TASK OBJECTIVE: Report how many lines in the items below contain the string "water". Reply with the number only.

THE RECORDS:
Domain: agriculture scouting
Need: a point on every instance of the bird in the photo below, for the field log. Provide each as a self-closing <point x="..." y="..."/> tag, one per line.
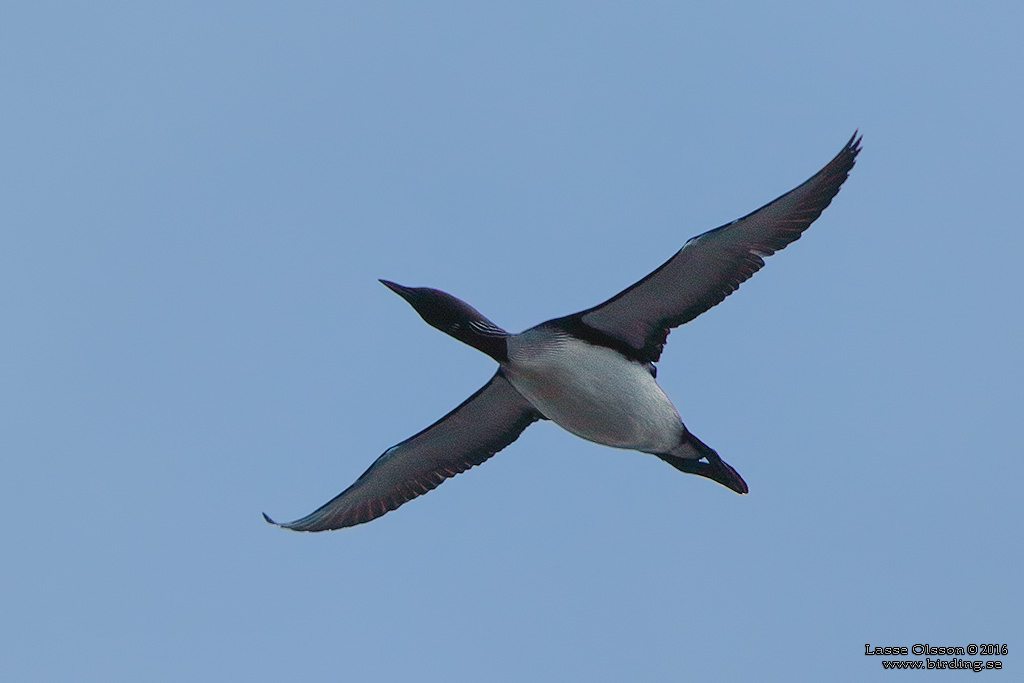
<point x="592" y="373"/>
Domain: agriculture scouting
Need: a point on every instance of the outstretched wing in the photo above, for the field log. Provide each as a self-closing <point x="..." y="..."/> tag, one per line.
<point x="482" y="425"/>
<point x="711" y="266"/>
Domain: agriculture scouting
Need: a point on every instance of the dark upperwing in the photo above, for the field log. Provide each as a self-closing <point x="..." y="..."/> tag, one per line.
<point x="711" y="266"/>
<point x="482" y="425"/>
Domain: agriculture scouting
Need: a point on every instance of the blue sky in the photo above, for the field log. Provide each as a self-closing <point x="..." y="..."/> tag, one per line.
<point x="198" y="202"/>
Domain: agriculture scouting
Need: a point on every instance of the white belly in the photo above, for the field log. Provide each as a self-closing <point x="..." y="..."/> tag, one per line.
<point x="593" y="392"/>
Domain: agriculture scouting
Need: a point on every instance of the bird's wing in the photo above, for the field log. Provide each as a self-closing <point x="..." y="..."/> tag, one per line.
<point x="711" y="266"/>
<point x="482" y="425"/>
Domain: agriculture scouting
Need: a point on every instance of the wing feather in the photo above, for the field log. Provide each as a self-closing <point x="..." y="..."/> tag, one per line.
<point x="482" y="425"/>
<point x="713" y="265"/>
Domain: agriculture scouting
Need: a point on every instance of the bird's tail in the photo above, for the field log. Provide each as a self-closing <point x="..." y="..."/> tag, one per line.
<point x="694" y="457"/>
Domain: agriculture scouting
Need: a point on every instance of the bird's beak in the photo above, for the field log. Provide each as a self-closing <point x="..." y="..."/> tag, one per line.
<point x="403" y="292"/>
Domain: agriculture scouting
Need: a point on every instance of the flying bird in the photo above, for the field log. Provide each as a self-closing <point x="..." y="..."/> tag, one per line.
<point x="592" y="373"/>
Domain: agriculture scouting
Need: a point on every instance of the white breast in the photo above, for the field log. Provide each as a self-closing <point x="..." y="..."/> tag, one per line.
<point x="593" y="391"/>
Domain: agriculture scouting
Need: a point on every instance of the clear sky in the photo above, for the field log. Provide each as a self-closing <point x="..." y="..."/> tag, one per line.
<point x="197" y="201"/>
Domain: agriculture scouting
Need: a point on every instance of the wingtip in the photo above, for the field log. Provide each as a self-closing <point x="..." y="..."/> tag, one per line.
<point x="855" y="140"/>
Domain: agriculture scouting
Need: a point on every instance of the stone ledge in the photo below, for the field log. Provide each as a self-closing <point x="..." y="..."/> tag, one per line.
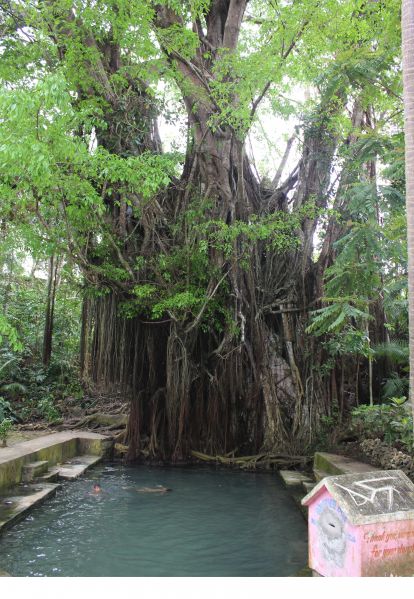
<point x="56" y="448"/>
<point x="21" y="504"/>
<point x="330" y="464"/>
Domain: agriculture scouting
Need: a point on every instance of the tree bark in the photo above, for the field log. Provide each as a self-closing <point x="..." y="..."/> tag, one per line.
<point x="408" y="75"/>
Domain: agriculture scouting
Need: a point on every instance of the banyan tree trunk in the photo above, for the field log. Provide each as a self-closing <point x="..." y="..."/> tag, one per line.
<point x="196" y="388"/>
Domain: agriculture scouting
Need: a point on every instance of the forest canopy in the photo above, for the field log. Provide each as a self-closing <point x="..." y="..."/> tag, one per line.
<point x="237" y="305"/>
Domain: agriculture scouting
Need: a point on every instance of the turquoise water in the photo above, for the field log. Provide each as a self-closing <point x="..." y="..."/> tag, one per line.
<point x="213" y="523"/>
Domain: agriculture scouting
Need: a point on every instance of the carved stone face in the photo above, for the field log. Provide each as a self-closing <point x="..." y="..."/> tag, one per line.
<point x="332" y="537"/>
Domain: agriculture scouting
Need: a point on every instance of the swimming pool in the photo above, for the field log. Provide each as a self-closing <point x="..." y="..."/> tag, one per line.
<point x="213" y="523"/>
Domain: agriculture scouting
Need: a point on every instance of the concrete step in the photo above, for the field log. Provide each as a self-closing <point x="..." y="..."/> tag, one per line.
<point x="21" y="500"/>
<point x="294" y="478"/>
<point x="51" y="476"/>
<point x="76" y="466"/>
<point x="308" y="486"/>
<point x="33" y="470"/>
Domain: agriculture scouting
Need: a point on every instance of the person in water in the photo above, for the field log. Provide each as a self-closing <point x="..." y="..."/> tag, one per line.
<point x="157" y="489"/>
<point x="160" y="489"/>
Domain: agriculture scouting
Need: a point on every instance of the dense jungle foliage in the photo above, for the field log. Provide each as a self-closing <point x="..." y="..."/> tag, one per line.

RIGHT ANSWER: 2